**CONSIGNE DONNÉE**
Relevez, dans leur ordre d'apparition, toutes les personnes désignées par leur nom dans le texte sur l'éternité du monde.

**EXTRAIT DU TEXTE**
★ ★ ★ ★ ★
L’éternité du monde (« Olam Kadmone ») est un problème sur lequel les
plus grands philosophes ont réfléchi : le monde est-il fini ou infini dans le
temps et dans l’espace ? Question métaphysique insoluble s’il en est, mais
qui se dénoue pourtant dans notre tradition grâce à l’injonction : « Ce
mois-ci sera pour vous le premier des mois»…
To be or not to be ?
La question d’un « premier » mois
pose celle de l’apparition même du
temps, c’est-à-dire de l’idée même
d’un commencement. Car comment
pourrait-on affirmer que les cycles
chronologiques naturels (jours,
mois lunaires, années) répondent à
une temporalité si l’on ne pouvait
penser l’idée même d’un « début » ?
En fait, cette question préoccupa
les plus anciennes des civilisations,
et chacune d’entre elles y répondit
avec son mythe fondateur. On la
retrouve encore chez les premiers
philosophes grecs de la nature, les
fameux « physiologoï » – Thalès,
Anaximandre et Anaxagore pour
ne citer qu’eux – qui se mirent en
quête de l’élément et du « principe
de toute chose » qui devaient permettre
de ramener la diversité matérielle
– mais aussi le changement
– à un principe unique d’explication
; lequel serait, comme le dira
Aristote, « le terme premier de la
génération de toutes les choses et
le terme final de leur corruption »
(Métaphysique, A, 983/b/6)…
Mais, à la différence des conclusions
de la science moderne, les
premiers philosophes accordaient
suffisamment de valeur à cette
problématique pour reconnaître
que l’idée d’un commencement implique
nécessairement celle d’une
« raison » qui justifie l’apparition
radicale de l’être du sein de son
néant. Ou, pour le dire autrement,
que cette interrogation doit pouvoir
répondre à la fameuse question :
pourquoi y a-t-il de l’être plutôt que
rien…?
Kant encore savait dire que la question
de l’être ne se résume pas à une
ontologie – c’est-à-dire à une théorie
de l’être, de sa nature et de ses
origines – puisque si cette dernière
nous concerne, c’est exclusivement
parce qu’« elle ne se réduit pas à
la compréhension de l’être, mais
qu’elle concerne le devoir et le salut
de l’homme », (Lévinas, « D.ieu, la
mort et le temps », page 70).
Ainsi, même si la science moderne
stipule que l’univers serait vieux de
13,7 milliards d’années, une telle
affirmation ne contredit en rien
l’idée que d’après nos Sages (voir
Traité talmudique Roch haChana,
page 31/a), ce monde n’a qu’une
durée d’existence de 6 000 ans
seulement. Puisque, comme l’explique
le Maharal dans son ouvrage
« Béer haGola » (page 112/b) : « Les
mesures dont parlent nos Sages ne
désignent pas le monde matériel.
★ ★ ★ ★ ★
**DONNÉES**
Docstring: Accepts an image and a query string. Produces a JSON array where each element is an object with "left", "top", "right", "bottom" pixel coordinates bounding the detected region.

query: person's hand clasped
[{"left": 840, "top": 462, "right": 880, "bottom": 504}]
★ ★ ★ ★ ★
**RÉPONSE RÉDIGÉE**
Thalès, Anaximandre, Anaxagore, Aristote, Kant, Lévinas, le Maharal.